* [Given information]:
* * * * * * *
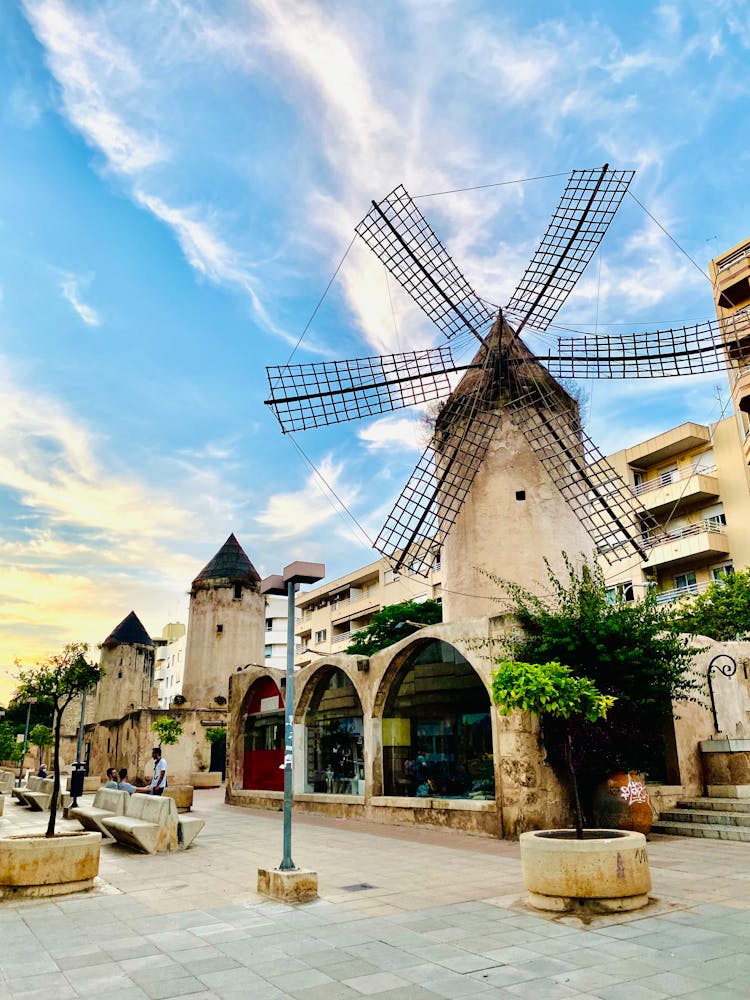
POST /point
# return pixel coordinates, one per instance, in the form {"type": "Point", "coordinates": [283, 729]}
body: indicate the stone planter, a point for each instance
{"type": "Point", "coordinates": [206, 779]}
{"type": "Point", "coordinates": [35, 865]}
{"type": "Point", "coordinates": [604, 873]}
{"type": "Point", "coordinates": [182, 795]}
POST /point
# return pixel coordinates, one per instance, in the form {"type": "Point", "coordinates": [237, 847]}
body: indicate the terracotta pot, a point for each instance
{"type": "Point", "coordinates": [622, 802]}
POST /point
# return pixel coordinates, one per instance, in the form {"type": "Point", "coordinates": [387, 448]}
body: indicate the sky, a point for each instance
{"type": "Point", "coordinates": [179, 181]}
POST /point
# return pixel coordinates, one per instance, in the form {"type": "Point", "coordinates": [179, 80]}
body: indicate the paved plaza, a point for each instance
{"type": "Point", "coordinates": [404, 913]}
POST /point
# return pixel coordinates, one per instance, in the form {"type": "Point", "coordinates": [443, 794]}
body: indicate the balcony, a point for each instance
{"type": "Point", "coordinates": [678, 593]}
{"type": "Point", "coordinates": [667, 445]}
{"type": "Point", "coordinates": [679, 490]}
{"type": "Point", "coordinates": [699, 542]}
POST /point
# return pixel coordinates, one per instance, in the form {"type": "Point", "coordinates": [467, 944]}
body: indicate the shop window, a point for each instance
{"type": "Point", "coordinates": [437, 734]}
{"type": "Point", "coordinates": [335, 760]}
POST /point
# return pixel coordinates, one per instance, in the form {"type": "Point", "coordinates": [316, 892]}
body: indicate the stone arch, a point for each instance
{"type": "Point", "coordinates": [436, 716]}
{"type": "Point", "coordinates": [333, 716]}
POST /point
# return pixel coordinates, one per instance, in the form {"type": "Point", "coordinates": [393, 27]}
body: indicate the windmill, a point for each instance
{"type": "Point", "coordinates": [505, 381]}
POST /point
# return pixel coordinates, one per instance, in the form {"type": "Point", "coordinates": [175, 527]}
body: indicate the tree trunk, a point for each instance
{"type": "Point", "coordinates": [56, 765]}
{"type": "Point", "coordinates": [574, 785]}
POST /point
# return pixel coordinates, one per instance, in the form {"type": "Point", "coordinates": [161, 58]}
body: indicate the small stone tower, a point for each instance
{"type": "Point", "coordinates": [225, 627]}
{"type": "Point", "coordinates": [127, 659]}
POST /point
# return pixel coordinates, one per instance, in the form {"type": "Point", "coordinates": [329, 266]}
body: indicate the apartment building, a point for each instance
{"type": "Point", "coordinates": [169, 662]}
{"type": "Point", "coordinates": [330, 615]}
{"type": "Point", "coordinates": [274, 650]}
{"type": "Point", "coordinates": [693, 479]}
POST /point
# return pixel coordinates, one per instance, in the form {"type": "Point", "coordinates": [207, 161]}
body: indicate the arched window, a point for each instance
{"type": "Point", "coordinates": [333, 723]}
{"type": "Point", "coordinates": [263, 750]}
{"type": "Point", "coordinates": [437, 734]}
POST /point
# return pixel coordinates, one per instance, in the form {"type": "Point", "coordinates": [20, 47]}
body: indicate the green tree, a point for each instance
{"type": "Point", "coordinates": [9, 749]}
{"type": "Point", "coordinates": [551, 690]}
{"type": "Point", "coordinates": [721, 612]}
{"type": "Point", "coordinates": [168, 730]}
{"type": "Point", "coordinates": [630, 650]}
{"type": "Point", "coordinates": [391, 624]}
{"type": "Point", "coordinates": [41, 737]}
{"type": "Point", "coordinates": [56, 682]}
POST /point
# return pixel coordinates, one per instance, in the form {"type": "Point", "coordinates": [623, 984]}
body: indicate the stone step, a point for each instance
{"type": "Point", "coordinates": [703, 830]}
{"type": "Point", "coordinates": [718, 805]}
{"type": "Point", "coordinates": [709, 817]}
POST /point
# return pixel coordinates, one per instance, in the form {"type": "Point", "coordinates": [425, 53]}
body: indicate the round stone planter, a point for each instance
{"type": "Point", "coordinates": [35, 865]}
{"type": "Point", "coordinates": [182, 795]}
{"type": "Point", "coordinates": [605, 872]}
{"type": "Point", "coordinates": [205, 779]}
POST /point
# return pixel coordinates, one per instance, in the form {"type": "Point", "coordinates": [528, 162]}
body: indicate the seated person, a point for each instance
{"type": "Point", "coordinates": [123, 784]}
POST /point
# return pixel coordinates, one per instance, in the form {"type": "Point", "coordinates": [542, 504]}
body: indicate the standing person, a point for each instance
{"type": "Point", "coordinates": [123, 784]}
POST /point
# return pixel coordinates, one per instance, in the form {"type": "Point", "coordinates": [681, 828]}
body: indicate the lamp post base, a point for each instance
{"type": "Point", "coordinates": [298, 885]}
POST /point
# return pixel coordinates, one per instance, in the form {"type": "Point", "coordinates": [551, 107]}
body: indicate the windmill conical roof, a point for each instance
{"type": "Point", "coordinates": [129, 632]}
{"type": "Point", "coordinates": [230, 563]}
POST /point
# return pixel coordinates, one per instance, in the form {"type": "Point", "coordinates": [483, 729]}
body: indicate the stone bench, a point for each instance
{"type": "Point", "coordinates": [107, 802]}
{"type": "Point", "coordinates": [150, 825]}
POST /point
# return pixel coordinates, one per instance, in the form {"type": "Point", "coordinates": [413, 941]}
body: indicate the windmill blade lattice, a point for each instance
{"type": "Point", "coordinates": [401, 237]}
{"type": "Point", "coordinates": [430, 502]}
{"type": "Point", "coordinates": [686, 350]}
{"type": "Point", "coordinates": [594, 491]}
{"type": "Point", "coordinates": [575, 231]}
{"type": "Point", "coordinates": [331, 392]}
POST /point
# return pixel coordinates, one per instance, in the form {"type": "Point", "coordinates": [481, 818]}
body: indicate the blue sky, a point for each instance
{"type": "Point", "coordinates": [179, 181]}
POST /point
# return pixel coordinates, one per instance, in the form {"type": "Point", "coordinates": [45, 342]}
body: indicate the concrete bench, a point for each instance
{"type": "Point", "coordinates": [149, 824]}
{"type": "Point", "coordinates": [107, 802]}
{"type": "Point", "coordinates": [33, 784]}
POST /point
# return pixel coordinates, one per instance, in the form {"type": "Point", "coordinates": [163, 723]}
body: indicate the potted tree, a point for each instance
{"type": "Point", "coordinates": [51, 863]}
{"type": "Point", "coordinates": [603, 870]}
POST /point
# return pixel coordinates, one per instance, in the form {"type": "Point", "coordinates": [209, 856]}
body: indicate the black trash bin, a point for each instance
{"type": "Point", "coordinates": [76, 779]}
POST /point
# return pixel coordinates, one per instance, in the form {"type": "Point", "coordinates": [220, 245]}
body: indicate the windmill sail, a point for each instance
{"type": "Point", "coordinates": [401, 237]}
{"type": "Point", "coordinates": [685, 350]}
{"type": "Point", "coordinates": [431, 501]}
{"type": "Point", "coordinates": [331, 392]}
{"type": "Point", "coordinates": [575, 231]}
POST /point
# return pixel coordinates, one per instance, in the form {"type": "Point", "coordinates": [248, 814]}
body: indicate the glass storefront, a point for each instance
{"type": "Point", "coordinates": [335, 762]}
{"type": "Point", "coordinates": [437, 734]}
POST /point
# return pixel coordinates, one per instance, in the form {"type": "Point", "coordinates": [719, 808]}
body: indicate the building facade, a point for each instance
* * * * * * *
* [Instructions for the task]: Return all the entries word for word, but omit any pictures they contain.

* [Answer to this task]:
POST /point
# return pixel coordinates, one per instance, in the form {"type": "Point", "coordinates": [283, 729]}
body: indicate the stone planter, a point for each instance
{"type": "Point", "coordinates": [206, 779]}
{"type": "Point", "coordinates": [35, 865]}
{"type": "Point", "coordinates": [604, 873]}
{"type": "Point", "coordinates": [182, 795]}
POST /point
# return pixel coordinates, one per instance, in the form {"type": "Point", "coordinates": [237, 847]}
body: indicate the terracotta pot, a point for each instance
{"type": "Point", "coordinates": [622, 802]}
POST /point
# return pixel coordinates, one per instance, in the form {"type": "Point", "coordinates": [387, 448]}
body: indicate the sky, a point for each instance
{"type": "Point", "coordinates": [179, 181]}
POST /point
# return pixel coordinates, one per instance, in the form {"type": "Point", "coordinates": [179, 80]}
body: indicate the paved plaza, a point for each instance
{"type": "Point", "coordinates": [404, 913]}
POST /point
# return pixel coordinates, one per instance, in the form {"type": "Point", "coordinates": [443, 794]}
body: indicate the balcony, a point for each instance
{"type": "Point", "coordinates": [678, 593]}
{"type": "Point", "coordinates": [667, 445]}
{"type": "Point", "coordinates": [679, 490]}
{"type": "Point", "coordinates": [699, 542]}
POST /point
# return pixel coordinates, one per instance, in the form {"type": "Point", "coordinates": [467, 944]}
body: indicate the shop window, a point for each instance
{"type": "Point", "coordinates": [437, 734]}
{"type": "Point", "coordinates": [335, 760]}
POST /point
# return pixel coordinates, one per instance, in the form {"type": "Point", "coordinates": [316, 892]}
body: indicate the stone arch, a point for each instance
{"type": "Point", "coordinates": [436, 716]}
{"type": "Point", "coordinates": [333, 716]}
POST /point
# return pixel coordinates, one per instance, in the form {"type": "Point", "coordinates": [393, 27]}
body: indicate the windmill, a point for each instance
{"type": "Point", "coordinates": [505, 381]}
POST /point
# return pixel coordinates, one per instance, in the form {"type": "Point", "coordinates": [175, 527]}
body: indicate the tree trunk, a point for each instance
{"type": "Point", "coordinates": [56, 765]}
{"type": "Point", "coordinates": [574, 785]}
POST /point
# return pixel coordinates, one per instance, in the form {"type": "Point", "coordinates": [161, 58]}
body: indicate the small stone tower, a point for each instance
{"type": "Point", "coordinates": [225, 627]}
{"type": "Point", "coordinates": [127, 659]}
POST /point
# return pixel coordinates, one per instance, in the form {"type": "Point", "coordinates": [329, 266]}
body: indicate the apartment building, a point for each instance
{"type": "Point", "coordinates": [169, 662]}
{"type": "Point", "coordinates": [330, 615]}
{"type": "Point", "coordinates": [274, 650]}
{"type": "Point", "coordinates": [693, 479]}
POST /point
# return pixel coordinates, one per instance, in the form {"type": "Point", "coordinates": [207, 161]}
body: indicate the arched window, a point for each instance
{"type": "Point", "coordinates": [333, 723]}
{"type": "Point", "coordinates": [263, 750]}
{"type": "Point", "coordinates": [437, 734]}
POST /point
# return pixel coordinates, one per instance, in the form {"type": "Point", "coordinates": [20, 47]}
body: indicate the green tree, a point for each instance
{"type": "Point", "coordinates": [9, 749]}
{"type": "Point", "coordinates": [551, 690]}
{"type": "Point", "coordinates": [721, 612]}
{"type": "Point", "coordinates": [168, 730]}
{"type": "Point", "coordinates": [630, 650]}
{"type": "Point", "coordinates": [391, 624]}
{"type": "Point", "coordinates": [41, 737]}
{"type": "Point", "coordinates": [56, 682]}
POST /point
# return pixel coordinates, one per instance, in the form {"type": "Point", "coordinates": [623, 984]}
body: indicate the stone step, a point for each instance
{"type": "Point", "coordinates": [703, 830]}
{"type": "Point", "coordinates": [718, 805]}
{"type": "Point", "coordinates": [709, 817]}
POST /point
# return pixel coordinates, one per instance, in the form {"type": "Point", "coordinates": [425, 53]}
body: indicate the round stone planter, a point for each instance
{"type": "Point", "coordinates": [35, 865]}
{"type": "Point", "coordinates": [182, 795]}
{"type": "Point", "coordinates": [605, 872]}
{"type": "Point", "coordinates": [205, 779]}
POST /point
# return pixel coordinates, one per instance, in the form {"type": "Point", "coordinates": [528, 162]}
body: indicate the seated person, a point for each instance
{"type": "Point", "coordinates": [123, 784]}
POST /point
# return pixel coordinates, one per instance, in the form {"type": "Point", "coordinates": [542, 504]}
body: indicate the standing person, a point for each instance
{"type": "Point", "coordinates": [123, 784]}
POST /point
# return pixel coordinates, one per instance, in the form {"type": "Point", "coordinates": [681, 828]}
body: indicate the lamp post base, a point for each instance
{"type": "Point", "coordinates": [298, 885]}
POST /point
# return pixel coordinates, one per instance, in the form {"type": "Point", "coordinates": [551, 107]}
body: indicate the windmill conical roof, a point for each instance
{"type": "Point", "coordinates": [129, 632]}
{"type": "Point", "coordinates": [230, 563]}
POST /point
# return pixel coordinates, one per instance, in the form {"type": "Point", "coordinates": [483, 729]}
body: indicate the stone bench, a point for each instance
{"type": "Point", "coordinates": [107, 802]}
{"type": "Point", "coordinates": [150, 825]}
POST /point
# return pixel coordinates, one per instance, in the form {"type": "Point", "coordinates": [413, 941]}
body: indicate the windmill blade lattice, a point for each instance
{"type": "Point", "coordinates": [401, 237]}
{"type": "Point", "coordinates": [430, 502]}
{"type": "Point", "coordinates": [686, 350]}
{"type": "Point", "coordinates": [594, 491]}
{"type": "Point", "coordinates": [575, 231]}
{"type": "Point", "coordinates": [331, 392]}
POST /point
# return pixel coordinates, one per instance, in the form {"type": "Point", "coordinates": [481, 818]}
body: indicate the blue sky, a point for each instance
{"type": "Point", "coordinates": [179, 181]}
POST /point
# return pixel coordinates, one per instance, in the form {"type": "Point", "coordinates": [45, 342]}
body: indicate the concrete bench, a point for each instance
{"type": "Point", "coordinates": [149, 824]}
{"type": "Point", "coordinates": [107, 802]}
{"type": "Point", "coordinates": [33, 784]}
POST /point
# return pixel coordinates, one per instance, in the form {"type": "Point", "coordinates": [163, 723]}
body: indicate the potted tree, a point for each instance
{"type": "Point", "coordinates": [51, 863]}
{"type": "Point", "coordinates": [603, 870]}
POST /point
# return pixel coordinates, one per instance, in the form {"type": "Point", "coordinates": [209, 856]}
body: indicate the black trash bin, a point for each instance
{"type": "Point", "coordinates": [76, 779]}
POST /point
# return pixel coordinates, one per instance, in the form {"type": "Point", "coordinates": [220, 245]}
body: indicate the windmill sail, a point for each instance
{"type": "Point", "coordinates": [401, 237]}
{"type": "Point", "coordinates": [685, 350]}
{"type": "Point", "coordinates": [431, 501]}
{"type": "Point", "coordinates": [331, 392]}
{"type": "Point", "coordinates": [575, 231]}
POST /point
# return pixel coordinates, one per instance, in the form {"type": "Point", "coordinates": [248, 814]}
body: indicate the glass storefront, a point for each instance
{"type": "Point", "coordinates": [335, 762]}
{"type": "Point", "coordinates": [437, 734]}
POST /point
# return pixel coordinates, one per instance, in the form {"type": "Point", "coordinates": [719, 808]}
body: indicate the building facade, a point for each instance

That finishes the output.